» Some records

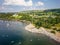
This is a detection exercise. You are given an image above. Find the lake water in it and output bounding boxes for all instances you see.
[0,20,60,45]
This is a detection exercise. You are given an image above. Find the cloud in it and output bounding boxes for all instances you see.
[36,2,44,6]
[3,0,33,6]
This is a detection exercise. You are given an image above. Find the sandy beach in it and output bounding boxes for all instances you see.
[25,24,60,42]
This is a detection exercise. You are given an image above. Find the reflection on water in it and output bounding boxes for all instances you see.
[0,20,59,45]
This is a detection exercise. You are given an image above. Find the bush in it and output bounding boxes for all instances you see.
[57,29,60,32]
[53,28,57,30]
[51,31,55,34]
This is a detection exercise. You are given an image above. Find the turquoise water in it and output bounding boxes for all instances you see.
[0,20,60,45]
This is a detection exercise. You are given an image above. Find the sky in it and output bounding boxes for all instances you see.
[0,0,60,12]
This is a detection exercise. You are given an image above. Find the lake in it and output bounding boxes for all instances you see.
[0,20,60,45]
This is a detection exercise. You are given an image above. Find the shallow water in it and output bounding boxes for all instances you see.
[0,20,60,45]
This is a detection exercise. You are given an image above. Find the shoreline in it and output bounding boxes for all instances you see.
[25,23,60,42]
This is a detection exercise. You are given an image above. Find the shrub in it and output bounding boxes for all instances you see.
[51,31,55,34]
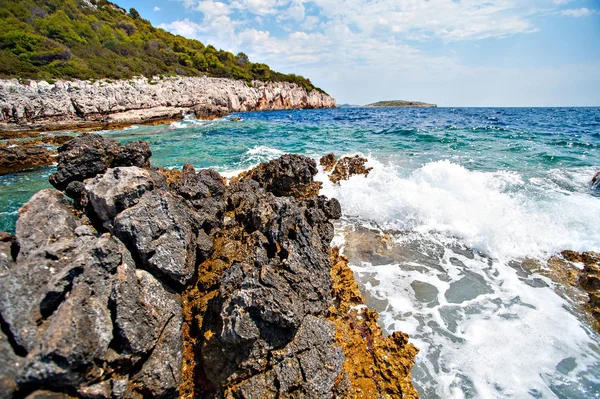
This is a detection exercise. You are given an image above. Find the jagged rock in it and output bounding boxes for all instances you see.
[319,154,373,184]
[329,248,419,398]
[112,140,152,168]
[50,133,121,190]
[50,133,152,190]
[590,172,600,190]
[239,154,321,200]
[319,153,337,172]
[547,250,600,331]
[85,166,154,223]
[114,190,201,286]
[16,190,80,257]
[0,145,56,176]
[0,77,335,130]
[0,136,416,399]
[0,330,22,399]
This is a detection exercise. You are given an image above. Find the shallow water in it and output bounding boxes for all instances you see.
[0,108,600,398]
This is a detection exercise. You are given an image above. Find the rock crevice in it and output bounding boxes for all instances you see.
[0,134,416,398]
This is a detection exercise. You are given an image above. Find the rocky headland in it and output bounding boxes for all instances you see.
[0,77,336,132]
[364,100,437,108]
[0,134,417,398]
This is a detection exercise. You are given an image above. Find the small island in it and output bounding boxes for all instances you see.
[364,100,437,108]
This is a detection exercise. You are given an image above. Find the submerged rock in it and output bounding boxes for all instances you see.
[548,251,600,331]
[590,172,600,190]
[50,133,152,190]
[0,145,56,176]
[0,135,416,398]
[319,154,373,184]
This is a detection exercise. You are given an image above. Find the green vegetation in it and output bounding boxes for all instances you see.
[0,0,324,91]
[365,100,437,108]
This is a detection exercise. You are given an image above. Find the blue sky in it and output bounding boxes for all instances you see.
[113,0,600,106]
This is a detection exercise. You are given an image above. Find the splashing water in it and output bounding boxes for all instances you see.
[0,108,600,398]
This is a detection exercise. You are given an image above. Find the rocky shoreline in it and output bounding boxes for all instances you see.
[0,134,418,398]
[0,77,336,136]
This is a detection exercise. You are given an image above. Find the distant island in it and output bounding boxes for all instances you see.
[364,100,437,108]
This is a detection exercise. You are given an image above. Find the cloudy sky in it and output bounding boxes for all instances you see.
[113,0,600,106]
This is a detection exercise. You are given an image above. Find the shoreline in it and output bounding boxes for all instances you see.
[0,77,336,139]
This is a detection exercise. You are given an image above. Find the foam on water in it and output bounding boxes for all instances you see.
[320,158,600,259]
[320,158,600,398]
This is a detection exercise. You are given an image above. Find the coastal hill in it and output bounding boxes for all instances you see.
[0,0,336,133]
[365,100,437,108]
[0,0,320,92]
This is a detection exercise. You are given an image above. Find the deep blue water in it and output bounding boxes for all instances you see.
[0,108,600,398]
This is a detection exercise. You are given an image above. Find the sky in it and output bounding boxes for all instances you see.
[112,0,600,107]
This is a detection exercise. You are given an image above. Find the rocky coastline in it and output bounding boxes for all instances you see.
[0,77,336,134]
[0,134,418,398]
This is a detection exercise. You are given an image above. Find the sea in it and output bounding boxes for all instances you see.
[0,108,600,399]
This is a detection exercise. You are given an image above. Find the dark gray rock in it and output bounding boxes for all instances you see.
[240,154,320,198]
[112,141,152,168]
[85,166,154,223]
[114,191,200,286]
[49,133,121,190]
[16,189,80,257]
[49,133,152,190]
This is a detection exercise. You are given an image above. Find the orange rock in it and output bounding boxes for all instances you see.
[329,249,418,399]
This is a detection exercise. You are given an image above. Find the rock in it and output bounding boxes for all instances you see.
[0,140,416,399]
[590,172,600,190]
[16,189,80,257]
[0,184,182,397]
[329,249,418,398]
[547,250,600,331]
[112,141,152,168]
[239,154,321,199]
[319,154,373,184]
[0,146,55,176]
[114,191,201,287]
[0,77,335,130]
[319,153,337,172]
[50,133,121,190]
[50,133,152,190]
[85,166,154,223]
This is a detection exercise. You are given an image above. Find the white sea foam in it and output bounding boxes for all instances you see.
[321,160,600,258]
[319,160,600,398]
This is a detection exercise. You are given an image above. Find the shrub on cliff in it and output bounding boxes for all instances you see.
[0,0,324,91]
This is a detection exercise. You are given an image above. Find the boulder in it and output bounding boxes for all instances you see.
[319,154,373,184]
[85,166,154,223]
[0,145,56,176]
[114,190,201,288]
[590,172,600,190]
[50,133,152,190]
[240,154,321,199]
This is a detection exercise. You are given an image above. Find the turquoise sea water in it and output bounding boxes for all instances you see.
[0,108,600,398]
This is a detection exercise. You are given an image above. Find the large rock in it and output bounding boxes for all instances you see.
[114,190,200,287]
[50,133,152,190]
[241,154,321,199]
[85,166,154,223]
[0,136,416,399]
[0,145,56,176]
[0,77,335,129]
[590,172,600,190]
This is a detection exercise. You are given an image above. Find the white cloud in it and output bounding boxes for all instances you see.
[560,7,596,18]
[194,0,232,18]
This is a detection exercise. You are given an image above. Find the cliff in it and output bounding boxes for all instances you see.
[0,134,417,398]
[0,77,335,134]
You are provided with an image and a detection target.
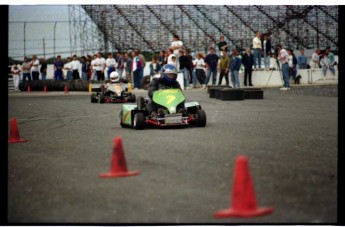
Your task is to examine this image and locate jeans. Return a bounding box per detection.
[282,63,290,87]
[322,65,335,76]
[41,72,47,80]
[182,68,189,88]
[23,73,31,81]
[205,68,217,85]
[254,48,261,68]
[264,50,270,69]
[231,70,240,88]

--

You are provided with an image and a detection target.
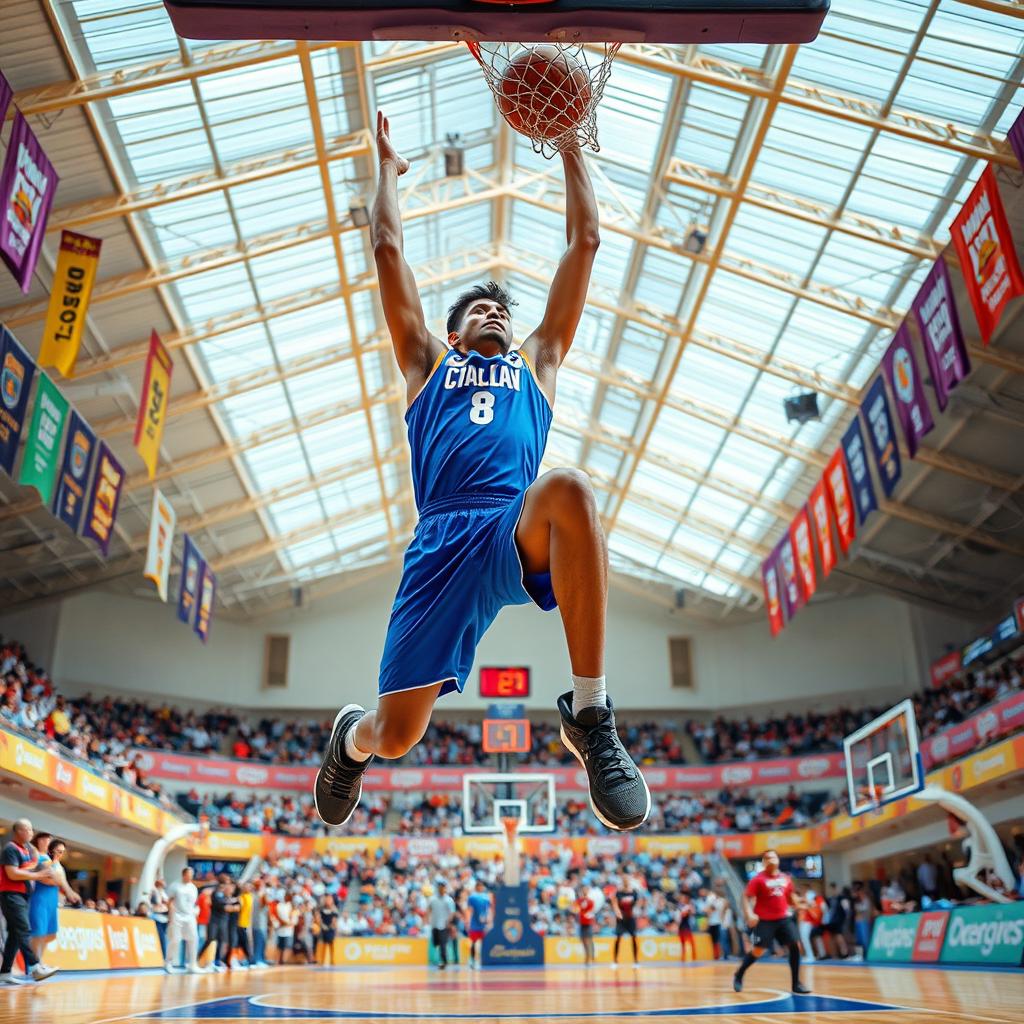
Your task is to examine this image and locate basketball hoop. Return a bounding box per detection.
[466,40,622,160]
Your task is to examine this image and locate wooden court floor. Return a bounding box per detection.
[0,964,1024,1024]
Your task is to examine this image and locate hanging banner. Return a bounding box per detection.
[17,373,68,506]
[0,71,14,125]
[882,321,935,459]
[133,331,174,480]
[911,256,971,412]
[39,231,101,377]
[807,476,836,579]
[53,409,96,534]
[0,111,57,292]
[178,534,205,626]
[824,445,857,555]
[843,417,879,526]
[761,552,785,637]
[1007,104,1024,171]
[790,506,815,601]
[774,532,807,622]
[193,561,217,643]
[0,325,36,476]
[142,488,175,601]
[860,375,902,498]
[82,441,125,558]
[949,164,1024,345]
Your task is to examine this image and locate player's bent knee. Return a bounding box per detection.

» What you are asked to do
Rescale the lines from the one containing "the lake water" down through the one containing "[25,24,60,42]", both included, and give them again with their requests. Multiply every bounding box coordinate in the answers by 0.95 and round each to a whole number, rounding halves up.

» Output of the exercise
This is a detection exercise. You are given an image above. Find the lake water in it and output bounding boxes for all instances you see.
[0,19,57,43]
This is a detection exercise. You are given an image above. Find the cloud in it and output bounding boxes for all instances you see.
[34,2,42,6]
[3,0,31,6]
This is a detection exercise. You are given an image above. Find the sandy beach in it and output bounding boxes for all instances you see.
[24,23,57,40]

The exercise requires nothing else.